-- Start --

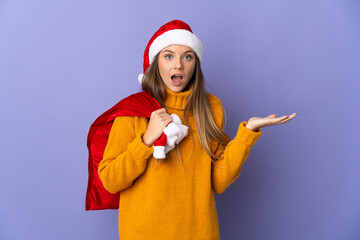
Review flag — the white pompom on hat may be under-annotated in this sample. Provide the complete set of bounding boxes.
[138,20,203,84]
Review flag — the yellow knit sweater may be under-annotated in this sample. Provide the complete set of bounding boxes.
[98,89,262,240]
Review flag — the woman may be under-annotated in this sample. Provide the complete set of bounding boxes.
[98,20,296,240]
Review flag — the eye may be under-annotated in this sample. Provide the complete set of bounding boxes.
[184,55,192,60]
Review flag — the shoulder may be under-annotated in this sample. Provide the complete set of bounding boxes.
[207,93,223,126]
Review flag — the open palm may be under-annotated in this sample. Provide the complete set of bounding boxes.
[246,113,296,131]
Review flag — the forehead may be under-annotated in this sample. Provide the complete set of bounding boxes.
[162,44,194,53]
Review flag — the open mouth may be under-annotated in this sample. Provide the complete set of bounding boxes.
[171,74,183,86]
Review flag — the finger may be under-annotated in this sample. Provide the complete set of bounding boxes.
[266,114,276,118]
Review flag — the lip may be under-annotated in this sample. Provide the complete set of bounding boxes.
[171,73,184,78]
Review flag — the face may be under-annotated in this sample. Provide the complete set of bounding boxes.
[158,45,195,93]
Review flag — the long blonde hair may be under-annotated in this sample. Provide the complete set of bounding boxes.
[141,54,230,168]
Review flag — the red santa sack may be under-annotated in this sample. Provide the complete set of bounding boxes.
[85,91,162,210]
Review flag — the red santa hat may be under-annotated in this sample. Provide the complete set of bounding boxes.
[138,20,203,83]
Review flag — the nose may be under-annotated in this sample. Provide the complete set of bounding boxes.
[174,58,183,69]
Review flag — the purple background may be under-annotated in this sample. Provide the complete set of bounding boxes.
[0,0,360,240]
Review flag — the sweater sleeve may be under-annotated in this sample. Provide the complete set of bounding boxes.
[98,116,153,193]
[211,95,262,194]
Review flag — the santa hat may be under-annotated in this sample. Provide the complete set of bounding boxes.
[138,20,203,84]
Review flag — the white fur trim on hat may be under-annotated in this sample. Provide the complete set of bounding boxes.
[149,29,203,64]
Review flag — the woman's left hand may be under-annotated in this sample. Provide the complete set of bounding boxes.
[245,113,296,132]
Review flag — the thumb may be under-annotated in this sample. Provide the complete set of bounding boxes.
[266,114,276,118]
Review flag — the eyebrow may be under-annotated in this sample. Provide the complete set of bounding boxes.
[163,50,195,54]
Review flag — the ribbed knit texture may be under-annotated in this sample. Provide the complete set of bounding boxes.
[99,89,262,240]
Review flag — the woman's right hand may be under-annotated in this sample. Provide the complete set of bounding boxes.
[142,108,172,147]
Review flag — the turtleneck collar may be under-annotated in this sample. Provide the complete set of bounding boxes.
[165,84,193,110]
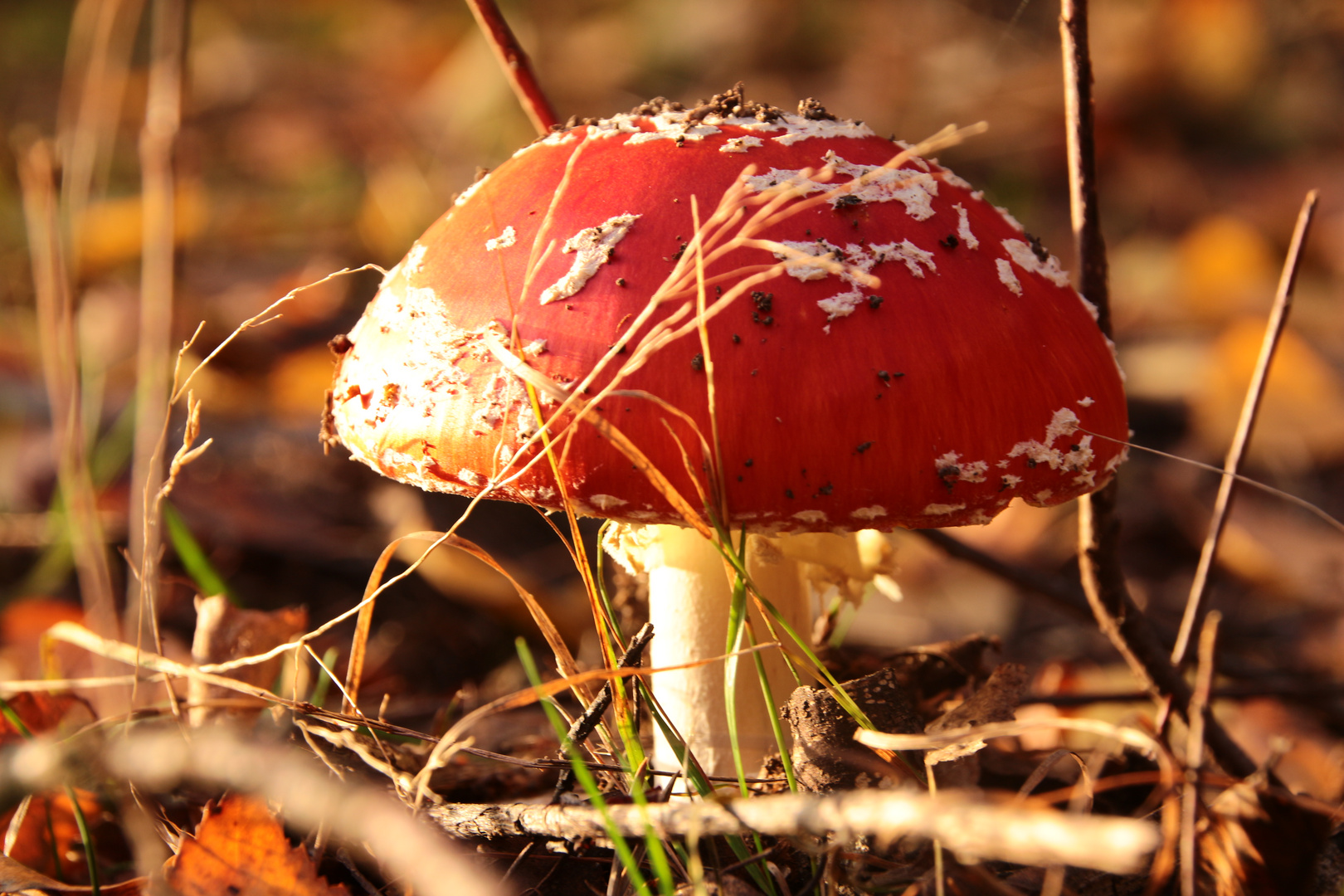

-- End --

= REQUIRED WORK =
Rewrite all of the material above with every "under-annotated" switched to "under-labeled", leaving everything else unchanged. Leave the pictures out.

= RESPONSE BELOW =
Review flag — the white pompom on hat may be under-labeled in this sample. Provide the complete set of bounding boxes.
[138,20,203,84]
Review flag — the yellow knit sweater may be under-labeled in this sample. Provide the complete set of bounding boxes.
[98,89,262,240]
Review flag — the woman may be under-labeled in this sample. Provide the complete set of bounding boxes.
[98,20,296,240]
Review flag — the eye may be under-labeled in this sample. Provide the complete set of bounding boxes.
[184,55,192,60]
Review flag — the shoulder may be under-labeled in this sample. Provide the complete set of bounding boxes.
[207,93,223,126]
Review flag — the open palm may be under-labeled in this sample. Provide the complete set of bounding boxes.
[246,113,296,131]
Review flag — the forehead may be under-labeled in this sample. Provide the complete set of bounding boxes.
[162,44,194,53]
Review flag — the open mouth may be under-labeled in this sample. Provide the complete set of bounding boxes.
[171,74,183,86]
Review flag — the finger may be under-labeled in this sample. Provide the complete set of bounding boxes.
[266,114,276,118]
Review flag — the lip may be under-labeled in this sample. Provide the complete set of bounding boxes.
[171,73,184,78]
Review flag — the face may be under-labeled in this sample. Provide the complete set of bounding boxes.
[158,45,195,93]
Review flag — the long blonde hair may be under-labeled in this sample. Provide the complete set of bounding boxes.
[141,54,230,168]
Review flag — the red santa sack may be under-labeled in this sample. Provide the complete set of bounding boxes.
[85,91,162,210]
Review flag — the red santa hat may be under-labeled in this sample. Provide the complete set of bounding boxes.
[138,20,203,83]
Review flag — the nose may be under-labeled in this sample. Provide the complete set of bounding boxes.
[174,58,183,69]
Review flag — the purple background may be under-labeled in this sample. Provide the complete set of bounding boxes.
[0,0,360,240]
Review flag — the sweater sleeve may be under-labeled in this sample. Provide the complete set of bounding boxes.
[98,116,153,193]
[211,95,262,194]
Review flag — the santa hat may be under-labeled in this sample. Provide the complete set of bounding boxes.
[138,20,203,84]
Review flag — the white fur trim on hat may be under-labeled in this sample. Provide the complete set of bounding boxes.
[149,29,203,64]
Review flag — the woman's left hand may be under-labeled in this sample. Provide the complete set of bounding boxes.
[245,113,296,132]
Review flag — the thumb may be under-labeled in this sample. Provide the complete set of bounding boxes.
[266,114,276,118]
Review flag — the eyebrow may be under-labeled in this sample. Provide the complete set of bounding boxes.
[163,50,195,54]
Review flag — the ribbed knit texture may be under-labeled in this sample. Provide the complete set of bounding boxes.
[99,89,262,240]
Review flag — the woman's right hand may be under-labeled in this sample. Provide the complete set of bounding boxes.
[142,108,172,147]
Review flag — the turtleneck collar may be under-labeled in this sample. Provide the complete set of bounding boxes.
[165,84,193,110]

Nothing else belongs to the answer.